Request :: Reproduce every line of the entries below word for word, but omit the pictures from your copy.

Records for the task ::
------------------------------------------------------------------------

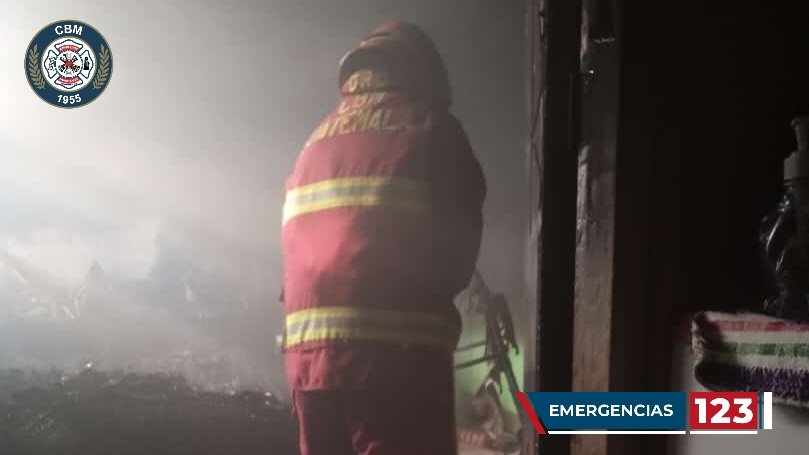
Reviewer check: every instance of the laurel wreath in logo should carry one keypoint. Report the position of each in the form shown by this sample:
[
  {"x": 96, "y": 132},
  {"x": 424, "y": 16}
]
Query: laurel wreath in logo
[
  {"x": 103, "y": 68},
  {"x": 33, "y": 68}
]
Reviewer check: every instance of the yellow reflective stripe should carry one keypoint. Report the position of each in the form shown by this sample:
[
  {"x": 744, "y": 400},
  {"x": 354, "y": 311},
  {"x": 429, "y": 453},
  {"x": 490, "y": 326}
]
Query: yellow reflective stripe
[
  {"x": 355, "y": 192},
  {"x": 382, "y": 335},
  {"x": 333, "y": 312},
  {"x": 360, "y": 324}
]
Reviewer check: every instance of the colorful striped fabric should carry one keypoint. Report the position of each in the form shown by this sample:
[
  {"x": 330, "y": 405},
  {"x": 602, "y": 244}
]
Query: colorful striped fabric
[{"x": 752, "y": 352}]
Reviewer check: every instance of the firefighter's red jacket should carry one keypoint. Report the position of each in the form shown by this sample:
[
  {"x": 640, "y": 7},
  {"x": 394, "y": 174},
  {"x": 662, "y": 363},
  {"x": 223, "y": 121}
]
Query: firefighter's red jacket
[{"x": 381, "y": 229}]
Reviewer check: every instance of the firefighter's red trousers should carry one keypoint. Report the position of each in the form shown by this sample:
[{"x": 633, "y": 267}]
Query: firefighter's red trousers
[{"x": 396, "y": 422}]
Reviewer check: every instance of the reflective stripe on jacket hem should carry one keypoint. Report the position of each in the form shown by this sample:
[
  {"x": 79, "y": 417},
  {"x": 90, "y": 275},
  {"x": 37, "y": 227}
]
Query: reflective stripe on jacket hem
[
  {"x": 392, "y": 192},
  {"x": 363, "y": 324}
]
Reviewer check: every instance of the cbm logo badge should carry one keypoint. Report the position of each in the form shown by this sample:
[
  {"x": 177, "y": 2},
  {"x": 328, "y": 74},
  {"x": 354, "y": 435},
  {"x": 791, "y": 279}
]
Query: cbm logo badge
[{"x": 68, "y": 64}]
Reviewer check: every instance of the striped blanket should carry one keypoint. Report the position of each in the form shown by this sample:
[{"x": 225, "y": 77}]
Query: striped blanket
[{"x": 752, "y": 352}]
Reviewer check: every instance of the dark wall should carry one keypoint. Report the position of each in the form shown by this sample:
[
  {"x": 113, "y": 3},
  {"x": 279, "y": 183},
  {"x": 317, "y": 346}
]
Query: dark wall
[{"x": 710, "y": 88}]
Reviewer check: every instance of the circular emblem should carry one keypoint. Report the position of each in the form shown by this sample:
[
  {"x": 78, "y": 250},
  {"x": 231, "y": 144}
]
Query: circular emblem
[{"x": 68, "y": 63}]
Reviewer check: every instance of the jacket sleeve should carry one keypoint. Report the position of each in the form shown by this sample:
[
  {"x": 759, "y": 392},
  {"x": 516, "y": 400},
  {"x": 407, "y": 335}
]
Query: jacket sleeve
[{"x": 458, "y": 190}]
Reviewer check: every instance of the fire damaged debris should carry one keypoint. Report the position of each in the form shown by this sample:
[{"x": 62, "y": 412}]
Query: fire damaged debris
[
  {"x": 784, "y": 236},
  {"x": 103, "y": 413}
]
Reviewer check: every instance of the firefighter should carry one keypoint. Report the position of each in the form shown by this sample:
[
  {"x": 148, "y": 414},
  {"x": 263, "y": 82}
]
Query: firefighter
[{"x": 381, "y": 229}]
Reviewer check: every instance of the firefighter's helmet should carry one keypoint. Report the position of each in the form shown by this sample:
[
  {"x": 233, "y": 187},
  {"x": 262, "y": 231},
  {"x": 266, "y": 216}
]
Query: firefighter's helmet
[{"x": 409, "y": 53}]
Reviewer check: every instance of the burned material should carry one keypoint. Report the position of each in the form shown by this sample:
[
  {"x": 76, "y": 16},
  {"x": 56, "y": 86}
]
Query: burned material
[
  {"x": 784, "y": 236},
  {"x": 99, "y": 413}
]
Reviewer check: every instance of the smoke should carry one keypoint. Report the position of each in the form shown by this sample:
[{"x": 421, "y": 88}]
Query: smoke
[
  {"x": 151, "y": 241},
  {"x": 66, "y": 256}
]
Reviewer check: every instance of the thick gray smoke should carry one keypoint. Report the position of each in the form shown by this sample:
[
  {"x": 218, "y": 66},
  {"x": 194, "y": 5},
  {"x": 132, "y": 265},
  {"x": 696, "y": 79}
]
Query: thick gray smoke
[{"x": 141, "y": 232}]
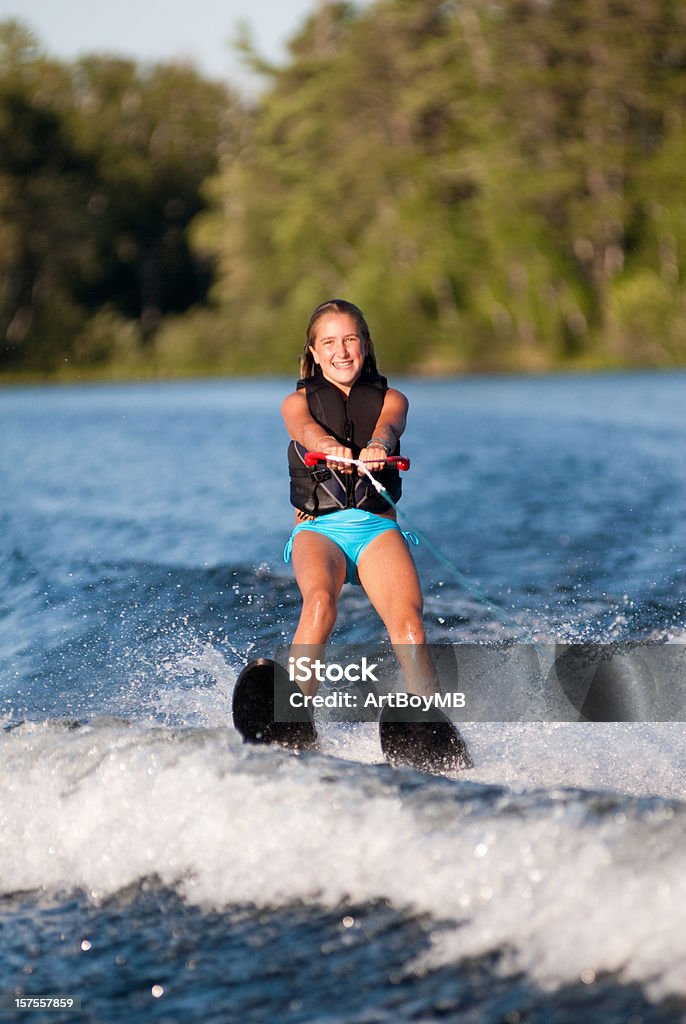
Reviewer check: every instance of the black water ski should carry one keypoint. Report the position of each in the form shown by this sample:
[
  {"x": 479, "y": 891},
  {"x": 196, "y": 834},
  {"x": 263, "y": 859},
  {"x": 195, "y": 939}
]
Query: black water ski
[
  {"x": 427, "y": 740},
  {"x": 261, "y": 708}
]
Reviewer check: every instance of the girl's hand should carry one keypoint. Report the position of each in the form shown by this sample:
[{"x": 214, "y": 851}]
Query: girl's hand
[
  {"x": 374, "y": 458},
  {"x": 334, "y": 451}
]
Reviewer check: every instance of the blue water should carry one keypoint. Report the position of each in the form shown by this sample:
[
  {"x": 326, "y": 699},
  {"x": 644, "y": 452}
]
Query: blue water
[{"x": 159, "y": 869}]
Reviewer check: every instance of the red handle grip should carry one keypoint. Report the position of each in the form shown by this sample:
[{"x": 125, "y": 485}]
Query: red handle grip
[{"x": 396, "y": 461}]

------------------------------------------------------------------------

The reply ::
Reviewer check: every instance of the laurel wreath in logo should carry one keypoint. Report the position of each in the form shown by this sample:
[
  {"x": 96, "y": 132},
  {"x": 424, "y": 16}
]
Query: laurel wreath in logo
[
  {"x": 103, "y": 68},
  {"x": 33, "y": 68}
]
Reviewer check: every instance of the yellow reflective stripe should carry one keypoint. Report the position of each in the form shown by this sample:
[
  {"x": 744, "y": 400},
  {"x": 354, "y": 311},
  {"x": 429, "y": 453},
  {"x": 490, "y": 326}
]
Query: yellow reflective stripe
[
  {"x": 355, "y": 192},
  {"x": 382, "y": 335},
  {"x": 333, "y": 312},
  {"x": 360, "y": 324}
]
Reviewer check: every instance of the colorful striped fabric should carry one keypoint. Report the position of each in the form shown by this sample:
[
  {"x": 330, "y": 405},
  {"x": 602, "y": 244}
]
Query: colorful striped fabric
[{"x": 752, "y": 352}]
Reviewer check: every instance of the firefighter's red jacket should carry one keypoint. Report the position of each in the form shown by this sample:
[
  {"x": 640, "y": 7},
  {"x": 394, "y": 174},
  {"x": 662, "y": 363},
  {"x": 223, "y": 121}
]
Query: firefighter's red jacket
[{"x": 381, "y": 229}]
Reviewer check: every instance of the firefighter's red trousers should carry one keypoint. Report the position of each in the form shown by this sample:
[{"x": 633, "y": 267}]
Query: firefighter's red trousers
[{"x": 396, "y": 422}]
Reviewer check: every instance of the reflective stripe on jacket hem should carry one keypoint. Report the position of each in the form shown by this sample:
[
  {"x": 79, "y": 417},
  {"x": 90, "y": 275},
  {"x": 37, "y": 227}
]
Query: reflective stripe on jacket hem
[
  {"x": 392, "y": 192},
  {"x": 363, "y": 324}
]
Reviewer check: every instance of the cbm logo badge should carry one keypoint. Report the position of each in the form shown by this sample:
[
  {"x": 177, "y": 2},
  {"x": 328, "y": 74},
  {"x": 354, "y": 435},
  {"x": 791, "y": 279}
]
Query: cbm logo badge
[{"x": 68, "y": 64}]
Reviewer check: every instance of the striped blanket should carry one keypoint. Report the position of each in the form shown by this sample:
[{"x": 225, "y": 77}]
Query: striped blanket
[{"x": 752, "y": 352}]
Reviewer check: every instance of the dark wall should carry one keypoint. Report the position of each in the form shown by this sample:
[
  {"x": 113, "y": 3},
  {"x": 279, "y": 183},
  {"x": 317, "y": 346}
]
Query: dark wall
[{"x": 710, "y": 88}]
Reviewer check: every instance of the circular emblem should carry one keypoint. Report the position of each in the form shown by this sample:
[
  {"x": 78, "y": 250},
  {"x": 231, "y": 144}
]
Query: circular emblem
[{"x": 68, "y": 63}]
Reviewer check: every instance of the jacket sleeve should carry one keypoint. Report the position of each in the form shown by this sample:
[
  {"x": 759, "y": 392},
  {"x": 516, "y": 400},
  {"x": 407, "y": 335}
]
Query: jacket sleeve
[{"x": 458, "y": 190}]
Reviewer check: every instance of the fire damaged debris should carry one keypoint. Report the position of each in the form shown by this sample:
[{"x": 62, "y": 412}]
Query: fire damaged debris
[
  {"x": 784, "y": 236},
  {"x": 103, "y": 413}
]
Reviewer check: every instance of the firefighter should carry one keypoint. Report the position of each in the form shown by this sample:
[
  {"x": 148, "y": 414},
  {"x": 263, "y": 82}
]
Query: firefighter
[{"x": 381, "y": 229}]
Reviewer check: every instance of the firefighter's helmet should carry one keypoint. Report the position of each in the form shown by this sample:
[
  {"x": 233, "y": 187},
  {"x": 262, "y": 231},
  {"x": 266, "y": 216}
]
Query: firefighter's helmet
[{"x": 409, "y": 53}]
Reviewer check: every instance of the burned material should carry one keypoint. Report the position of each in the form shown by this sample:
[
  {"x": 76, "y": 16},
  {"x": 56, "y": 86}
]
Query: burned material
[
  {"x": 784, "y": 236},
  {"x": 99, "y": 413}
]
Reviewer check: every instance of the smoke should carry one keypoint. Report the position of each in the form shown by this sample:
[{"x": 421, "y": 88}]
Query: smoke
[
  {"x": 151, "y": 241},
  {"x": 66, "y": 256}
]
Reviewer check: every instance of the thick gray smoke should carry one keypoint. Report the position of each in the form shown by this sample:
[
  {"x": 218, "y": 66},
  {"x": 194, "y": 5},
  {"x": 132, "y": 265},
  {"x": 696, "y": 79}
]
Query: thick gray smoke
[{"x": 141, "y": 232}]
Reviewer check: every instance of the black water ski should carry one keypoint. Report the position of each in the form shown by this sample:
[
  {"x": 479, "y": 891},
  {"x": 196, "y": 834},
  {"x": 263, "y": 859},
  {"x": 195, "y": 939}
]
Query: black water ski
[
  {"x": 427, "y": 740},
  {"x": 261, "y": 708}
]
Reviewer check: every instance of the girl's hand should carry one keypoint. Report the position of each in the form shown by this sample:
[{"x": 214, "y": 851}]
Query: girl's hand
[
  {"x": 374, "y": 458},
  {"x": 334, "y": 451}
]
Reviewer check: every instance of the blue water should carry one keypoint. Report the position of each in the form shown by this sample:
[
  {"x": 326, "y": 699},
  {"x": 644, "y": 452}
]
Query: blue water
[{"x": 159, "y": 869}]
Reviewer check: every instance of the red handle grip should carry one keypoint. Report the position of each in the form shown by this sample:
[{"x": 125, "y": 485}]
Query: red handle grip
[{"x": 396, "y": 461}]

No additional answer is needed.